▸ 本文抜粋
= = = = =

佐佐木信綱編『和歌名所めぐり』九州49 壱岐 ― 2017年11月13日
壱岐の猿岩
補録
壱岐
玄界灘にある島。長崎県壱岐市。博多・唐津から船便、長崎から航空便がある。中国の史書に記された「一大国」「一支国」に当るかとされる。万葉集には「由吉能之麻(ゆきのしま)」とあり、以後の和歌でも「ゆきの島」「ゆき島」として多く「行き」または「雪」の意を掛ける。
壱岐の島に到り雪連宅満忽ち鬼病に遇ひて死去せる時に作れる歌
新羅へか家にか帰る壱岐の島行かむたどきも思ひかねつも
ゆかしくば行きても見ませゆき島の巌におふる撫子の花
(注:万葉巻十九に「ゆき島の巌におふるなでしこは…」とある。この「ゆき島」は「雪島」すなわち雪景色の庭園の意であろうが、実朝は「壱岐島」と誤解し、この歌を証歌にして「ゆき島」と「なでしこ」を取り合わせたものと思われる。)

= = = = =

▸ データ抜粋

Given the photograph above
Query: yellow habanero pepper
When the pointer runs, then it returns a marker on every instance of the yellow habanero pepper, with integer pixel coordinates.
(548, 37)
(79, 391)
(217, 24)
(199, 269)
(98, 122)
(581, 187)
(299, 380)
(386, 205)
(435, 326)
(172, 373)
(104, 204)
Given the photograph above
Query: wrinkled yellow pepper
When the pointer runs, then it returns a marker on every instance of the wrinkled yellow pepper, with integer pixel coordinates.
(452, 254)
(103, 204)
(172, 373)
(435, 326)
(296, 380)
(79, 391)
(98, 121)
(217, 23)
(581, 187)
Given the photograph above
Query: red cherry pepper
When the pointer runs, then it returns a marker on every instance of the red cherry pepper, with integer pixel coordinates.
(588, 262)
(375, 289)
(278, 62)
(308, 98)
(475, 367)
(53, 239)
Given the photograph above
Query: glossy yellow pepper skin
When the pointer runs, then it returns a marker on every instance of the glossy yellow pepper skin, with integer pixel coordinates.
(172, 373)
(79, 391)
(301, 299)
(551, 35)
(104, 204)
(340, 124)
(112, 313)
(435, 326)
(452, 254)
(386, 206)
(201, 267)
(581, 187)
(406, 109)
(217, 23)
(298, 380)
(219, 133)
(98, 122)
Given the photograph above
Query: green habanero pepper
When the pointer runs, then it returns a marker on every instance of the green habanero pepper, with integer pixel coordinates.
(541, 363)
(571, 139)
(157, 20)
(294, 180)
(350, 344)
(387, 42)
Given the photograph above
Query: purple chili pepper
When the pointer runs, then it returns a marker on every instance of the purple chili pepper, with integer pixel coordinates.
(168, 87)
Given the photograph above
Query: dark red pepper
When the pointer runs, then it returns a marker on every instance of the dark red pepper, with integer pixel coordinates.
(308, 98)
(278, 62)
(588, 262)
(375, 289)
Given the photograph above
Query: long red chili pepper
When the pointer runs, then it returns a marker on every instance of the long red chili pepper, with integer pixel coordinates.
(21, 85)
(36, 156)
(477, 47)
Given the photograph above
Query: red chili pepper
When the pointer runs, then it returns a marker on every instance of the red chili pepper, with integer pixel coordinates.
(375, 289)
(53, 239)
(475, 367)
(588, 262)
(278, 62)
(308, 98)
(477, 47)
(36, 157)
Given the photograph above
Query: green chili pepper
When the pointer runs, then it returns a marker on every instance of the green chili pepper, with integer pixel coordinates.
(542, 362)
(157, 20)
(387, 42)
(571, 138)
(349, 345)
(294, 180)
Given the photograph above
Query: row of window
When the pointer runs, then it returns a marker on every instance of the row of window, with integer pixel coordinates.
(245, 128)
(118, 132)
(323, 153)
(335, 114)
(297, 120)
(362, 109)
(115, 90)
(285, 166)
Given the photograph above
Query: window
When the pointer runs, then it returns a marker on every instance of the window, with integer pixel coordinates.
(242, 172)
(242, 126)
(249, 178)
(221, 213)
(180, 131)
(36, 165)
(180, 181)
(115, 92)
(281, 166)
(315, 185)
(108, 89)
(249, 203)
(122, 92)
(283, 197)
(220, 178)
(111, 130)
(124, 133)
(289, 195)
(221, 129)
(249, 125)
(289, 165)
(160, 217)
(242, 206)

= = = = =

▸ 取り組む課題
[1] 壱岐の和歌名所についての本文を、「佐佐木信綱編『和歌名所めぐり』九州49 壱岐 ―」から「て多く「行き」または「雪」の意を掛ける。」まで、「船便」を「フェリー便」に改めて書き直してください。
[2] 壱岐の和歌名所についての本文を、最後の文の後から書き継いでください。

▸ 各課題の解答
[1]
佐佐木信綱編『和歌名所めぐり』九州49 壱岐 ― 2017年11月13日
壱岐の猿岩
補録
壱岐
玄界灘にある島。長崎県壱岐市。博多・唐津からフェリー便、長崎から航空便がある。中国の史書に記された「一大国」「一支国」に当るかとされる。万葉集には「由吉能之麻(ゆきのしま)」とあり、以後の和歌でも「ゆきの島」「ゆき島」として多く「行き」または「雪」の意を掛ける。

[2]
ゆきの島行きてみよかし天霧ひ雪と見るまで立てる白浪
はるかなる独り旅路の果てにして壱岐の夜寒に曾良は死にけり
葛の花 踏みしだかれて、色あたらし。この山道を行きし人あり
(注:『自歌自註』によれば、壱岐島を旅した折の作。壱岐の最高峰丘ノ辻の頂に、この歌を刻した歌碑がある。)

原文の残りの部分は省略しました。